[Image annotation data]
^^^^^^^^
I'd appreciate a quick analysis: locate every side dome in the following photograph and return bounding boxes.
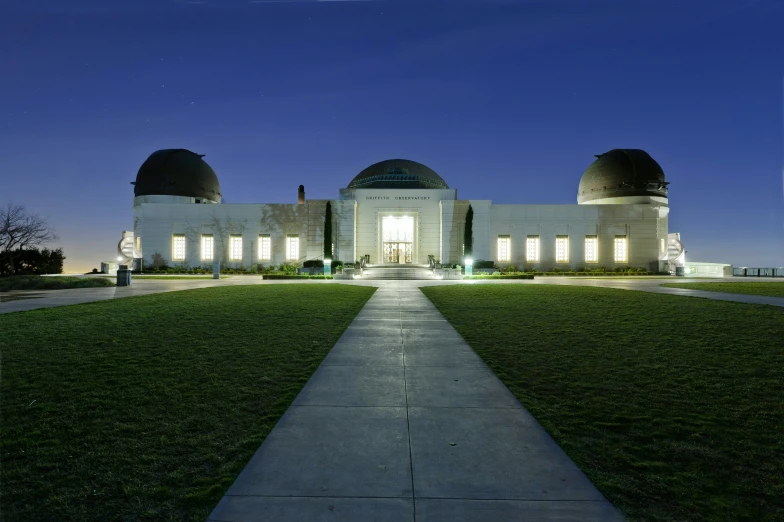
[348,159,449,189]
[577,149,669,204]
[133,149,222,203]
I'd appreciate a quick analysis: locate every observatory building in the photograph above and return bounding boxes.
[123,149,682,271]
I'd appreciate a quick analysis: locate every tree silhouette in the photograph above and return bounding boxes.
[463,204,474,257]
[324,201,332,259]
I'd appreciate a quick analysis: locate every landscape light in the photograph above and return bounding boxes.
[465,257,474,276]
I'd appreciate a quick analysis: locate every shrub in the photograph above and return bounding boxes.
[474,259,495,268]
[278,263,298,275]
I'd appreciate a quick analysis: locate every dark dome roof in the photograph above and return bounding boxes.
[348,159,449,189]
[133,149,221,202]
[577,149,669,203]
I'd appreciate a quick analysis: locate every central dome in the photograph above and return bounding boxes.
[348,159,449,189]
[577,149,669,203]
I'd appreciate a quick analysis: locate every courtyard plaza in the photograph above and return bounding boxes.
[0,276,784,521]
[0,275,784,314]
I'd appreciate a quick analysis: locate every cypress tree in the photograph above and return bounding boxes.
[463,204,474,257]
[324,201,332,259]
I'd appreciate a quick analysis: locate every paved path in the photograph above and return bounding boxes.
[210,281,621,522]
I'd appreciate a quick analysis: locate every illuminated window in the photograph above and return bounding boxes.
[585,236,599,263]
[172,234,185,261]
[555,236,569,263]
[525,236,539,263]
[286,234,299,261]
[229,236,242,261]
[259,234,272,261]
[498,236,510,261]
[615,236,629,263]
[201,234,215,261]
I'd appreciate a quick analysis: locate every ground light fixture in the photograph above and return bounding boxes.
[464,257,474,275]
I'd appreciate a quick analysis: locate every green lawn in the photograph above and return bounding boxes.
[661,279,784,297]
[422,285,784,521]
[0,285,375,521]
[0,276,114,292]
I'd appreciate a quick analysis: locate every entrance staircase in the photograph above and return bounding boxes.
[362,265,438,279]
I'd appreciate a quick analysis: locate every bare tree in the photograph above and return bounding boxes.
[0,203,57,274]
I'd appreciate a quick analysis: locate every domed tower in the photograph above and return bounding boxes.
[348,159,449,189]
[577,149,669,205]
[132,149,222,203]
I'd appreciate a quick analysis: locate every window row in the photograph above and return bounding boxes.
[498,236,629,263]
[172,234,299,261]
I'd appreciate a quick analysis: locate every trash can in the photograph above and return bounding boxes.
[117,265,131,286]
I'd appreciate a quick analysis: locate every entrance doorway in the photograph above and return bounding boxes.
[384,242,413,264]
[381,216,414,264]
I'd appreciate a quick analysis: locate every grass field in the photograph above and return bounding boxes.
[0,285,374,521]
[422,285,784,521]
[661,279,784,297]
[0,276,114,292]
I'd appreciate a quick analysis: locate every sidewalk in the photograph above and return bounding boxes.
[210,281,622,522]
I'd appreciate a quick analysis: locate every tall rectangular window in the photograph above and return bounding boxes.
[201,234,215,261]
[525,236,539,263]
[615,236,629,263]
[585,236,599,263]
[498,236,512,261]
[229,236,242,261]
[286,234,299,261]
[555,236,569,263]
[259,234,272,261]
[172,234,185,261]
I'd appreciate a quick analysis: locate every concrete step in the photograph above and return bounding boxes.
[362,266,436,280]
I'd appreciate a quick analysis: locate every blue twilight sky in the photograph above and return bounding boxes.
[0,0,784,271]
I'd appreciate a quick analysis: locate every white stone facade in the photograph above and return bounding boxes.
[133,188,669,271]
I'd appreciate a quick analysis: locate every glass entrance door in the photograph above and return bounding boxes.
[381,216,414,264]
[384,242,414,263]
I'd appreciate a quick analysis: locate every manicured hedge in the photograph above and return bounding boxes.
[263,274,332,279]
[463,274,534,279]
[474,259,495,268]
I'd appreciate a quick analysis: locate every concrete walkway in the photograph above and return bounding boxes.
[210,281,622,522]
^^^^^^^^
TASK PROMPT: Lay out every line of all the records above as a numbered list, skipping any blank lines. Leave the pictures out of your answer.

REPLY TO THE TASK:
1. I'd appreciate a quick analysis: locate every side dome in the following photograph and return bounding boxes.
2. [348,159,449,189]
3. [577,149,669,204]
4. [133,149,222,203]
5. I'd appreciate a quick analysis: locate every observatory building in the photograph above and return bounding boxes.
6. [123,149,682,271]
7. I'd appreciate a quick analysis: locate every tree silhouette in the photograph above and return bounding boxes.
8. [463,204,474,257]
9. [324,201,332,259]
10. I'd appreciate a quick analysis: locate every landscape light in the photograph above and return bounding boxes.
11. [465,257,474,276]
12. I'd appreciate a quick analysis: locate every shrub in the photograph above and return bounding boxes.
13. [474,259,495,268]
14. [278,263,298,275]
15. I'd appreciate a quick analysis: locate every dark dome roof in the photograph above and return bounding boxes.
16. [348,159,449,189]
17. [133,149,221,202]
18. [577,149,669,203]
19. I'd appreciate a quick analysis: locate every central dome in the photograph above and return bounding boxes.
20. [348,159,449,189]
21. [577,149,669,203]
22. I'd appreciate a quick analysis: locate every courtyard plaza in the photograph above and return bounding boxes.
23. [0,276,784,521]
24. [0,275,784,314]
25. I'd appreciate a quick analysis: locate every cypress tree in the photograph above and return bounding boxes.
26. [463,204,474,257]
27. [324,201,332,259]
28. I'd appreciate a quick analysis: locate every paved path in the photograph above and return bounding boxes.
29. [210,281,621,522]
30. I'd appreciate a quick analysis: locate every illuminated window in the photograph above and return bounding boxes.
31. [585,236,599,263]
32. [172,234,185,261]
33. [555,236,569,263]
34. [525,236,539,263]
35. [286,234,299,261]
36. [229,236,242,261]
37. [259,234,272,261]
38. [498,236,510,261]
39. [615,236,629,263]
40. [201,234,215,261]
41. I'd appreciate a quick analysis: locate every ground light fixture in the photograph above and return bounding boxes.
42. [464,257,474,275]
43. I'd appreciate a quick analysis: locate every green lawn in the photograph above and return bounding boxes.
44. [661,279,784,297]
45. [422,285,784,521]
46. [0,285,375,521]
47. [0,276,114,292]
48. I'd appreciate a quick analysis: locate every entrance staircase in the photograph above and return bounding boxes.
49. [362,265,438,279]
50. I'd appreciate a quick analysis: locate every bare tree in the photograph above and return bounding boxes.
51. [0,203,57,274]
52. I'd appreciate a quick analysis: locate every domed tower in the photograph above and return bounding boxes.
53. [348,159,449,189]
54. [577,149,669,205]
55. [132,149,222,203]
56. I'd appreciate a quick analysis: locate every window row in the photograph above and return bounding boxes.
57. [498,236,629,263]
58. [172,234,299,261]
59. I'd appreciate a quick analysis: locate every trash can in the photograph above and return bounding boxes.
60. [117,265,131,286]
61. I'd appreciate a quick analysis: locate every entrance doorway in the photograph above and return bounding boxes.
62. [384,242,413,264]
63. [381,216,414,264]
64. I'd appreciate a quick analysis: locate every grass field in the photograph above and return bounding boxes.
65. [0,285,374,521]
66. [422,285,784,521]
67. [661,279,784,297]
68. [0,276,114,292]
69. I'd appreciate a quick analysis: locate every sidewalk in the photograph above and return bounding boxes.
70. [210,281,622,522]
71. I'd appreciate a quick analysis: locate every tall rectangular window in the photograph above and return bounding boxes.
72. [201,234,215,261]
73. [525,236,539,263]
74. [615,236,629,263]
75. [585,236,599,263]
76. [498,236,512,261]
77. [229,236,242,261]
78. [286,234,299,261]
79. [555,236,569,263]
80. [259,234,272,261]
81. [172,234,185,261]
82. I'd appreciate a quick analysis: locate every concrete step in the photograph above and return bounding boxes.
83. [362,266,436,280]
84. I'd appreciate a quick analysis: locate every blue twilight sky in the photograph above and return bounding boxes.
85. [0,0,784,271]
86. I'd appreciate a quick analysis: locate every white stone facade in the photograph above and return bounding boxes.
87. [133,188,669,271]
88. I'd appreciate a quick analysis: locate every glass entrance door in the photograph above and return bounding boxes.
89. [381,216,414,264]
90. [384,242,414,263]
91. I'd appreciate a quick analysis: locate every manicured hedge in the photograph above and return bounding boxes.
92. [263,274,332,279]
93. [463,274,534,279]
94. [474,259,495,268]
95. I'd appreciate a quick analysis: locate every concrete walkway in the photograph above and return bounding boxes.
96. [210,281,622,522]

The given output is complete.